WHAT IS ASKED:
Go through the records and give each one again exactly.

EXTRACTED RECORDS:

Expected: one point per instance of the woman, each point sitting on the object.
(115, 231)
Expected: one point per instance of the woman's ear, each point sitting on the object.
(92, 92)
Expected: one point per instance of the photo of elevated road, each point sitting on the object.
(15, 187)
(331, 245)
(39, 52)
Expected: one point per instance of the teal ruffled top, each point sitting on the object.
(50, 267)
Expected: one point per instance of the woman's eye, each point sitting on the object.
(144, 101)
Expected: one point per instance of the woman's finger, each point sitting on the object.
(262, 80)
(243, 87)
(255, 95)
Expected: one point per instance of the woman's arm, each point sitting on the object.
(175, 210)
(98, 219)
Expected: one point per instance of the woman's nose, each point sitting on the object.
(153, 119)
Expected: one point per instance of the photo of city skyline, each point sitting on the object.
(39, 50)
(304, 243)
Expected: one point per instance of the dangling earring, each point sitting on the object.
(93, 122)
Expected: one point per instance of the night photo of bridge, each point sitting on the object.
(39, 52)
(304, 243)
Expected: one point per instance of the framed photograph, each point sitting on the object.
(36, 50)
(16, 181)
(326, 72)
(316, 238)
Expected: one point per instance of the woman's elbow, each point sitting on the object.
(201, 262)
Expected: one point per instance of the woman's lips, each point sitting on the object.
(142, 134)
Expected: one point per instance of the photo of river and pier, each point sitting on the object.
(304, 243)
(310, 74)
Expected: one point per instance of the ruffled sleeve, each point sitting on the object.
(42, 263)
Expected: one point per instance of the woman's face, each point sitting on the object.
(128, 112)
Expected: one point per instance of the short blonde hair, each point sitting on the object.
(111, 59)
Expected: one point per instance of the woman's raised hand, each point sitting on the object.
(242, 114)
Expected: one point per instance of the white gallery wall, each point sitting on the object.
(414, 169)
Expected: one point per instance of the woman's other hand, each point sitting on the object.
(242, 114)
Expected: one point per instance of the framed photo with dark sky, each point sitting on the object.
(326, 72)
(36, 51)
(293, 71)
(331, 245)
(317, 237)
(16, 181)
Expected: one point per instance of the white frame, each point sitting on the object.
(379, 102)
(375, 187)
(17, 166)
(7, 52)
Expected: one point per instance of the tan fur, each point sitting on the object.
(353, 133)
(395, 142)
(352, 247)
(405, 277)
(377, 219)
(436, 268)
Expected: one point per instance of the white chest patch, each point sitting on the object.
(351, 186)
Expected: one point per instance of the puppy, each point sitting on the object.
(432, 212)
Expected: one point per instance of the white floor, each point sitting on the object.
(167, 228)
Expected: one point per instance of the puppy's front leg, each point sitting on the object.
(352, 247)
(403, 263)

OUTPUT FOR THIS EXERCISE:
Expected: one point per instance of the woman, each point sitting on the object.
(115, 231)
Expected: one point per instance of the woman's ear, each point sitting on the object.
(92, 92)
Expected: one point per instance of the photo of elevated road, each point sitting on the object.
(15, 187)
(331, 245)
(39, 52)
Expected: one point per instance of the teal ruffled top, each point sitting on the object.
(50, 267)
Expected: one point per instance of the woman's eye, each point sitting on the object.
(144, 101)
Expected: one point per instance of the woman's finger, each point sitting on the object.
(262, 80)
(243, 87)
(255, 95)
Expected: one point per instance of the woman's arm, each point sitting on the object.
(175, 210)
(98, 219)
Expected: one point per instance of the woman's nose, each point sitting on the object.
(153, 119)
Expected: one point per instance of the photo of city skyline, each point sitting on the object.
(39, 50)
(304, 243)
Expected: one point per instance of the dangling earring, each point sitting on the object.
(93, 122)
Expected: one point per instance of the night photo of bridge, each point sitting on the object.
(39, 52)
(304, 243)
Expected: one point per instance of the framed photograph, each point sitting on the object.
(36, 50)
(16, 181)
(326, 72)
(316, 238)
Expected: one point per instance of the woman's elbow, each point sitting on the object.
(201, 262)
Expected: one point per instance of the woman's lips, each point sitting on the object.
(142, 134)
Expected: one point per instance of the photo of river and pier, each point sitting on the object.
(304, 243)
(310, 74)
Expected: one point per instance of the ruffled sleeve, each point sitting on the object.
(42, 263)
Expected: one point per instance of the woman's face, each point sitting on the object.
(128, 112)
Expected: one point per instance of the short blonde hair, each point sitting on the object.
(111, 59)
Expected: one point per instance of the woman's raised hand, each point sitting on the object.
(242, 114)
Expected: one point per instance of the white gallery wall, each point sitting on the object.
(414, 169)
Expected: one point per instance of the woman's other hand, each point sitting on the object.
(242, 114)
Expected: one point per instance of the framed photo with dark sky, each point sitting on the object.
(326, 72)
(36, 51)
(293, 71)
(331, 245)
(317, 237)
(16, 181)
Expected: one point per instance of the white frame, each point sitting on the object.
(379, 102)
(375, 187)
(17, 166)
(7, 52)
Expected: one point per instance of the tan fur, each point sitting on the object.
(353, 133)
(395, 142)
(352, 247)
(405, 277)
(377, 219)
(436, 268)
Expected: one point per instance of the white chest patch, each point sitting on the object.
(351, 186)
Expected: one point per instance of the puppy, each point sitting on the object.
(432, 212)
Expected: one point per instance of the white floor, each point sitting on the object.
(167, 228)
Expected: one point per instance of the puppy's front leg, each point sitting on the object.
(352, 247)
(403, 263)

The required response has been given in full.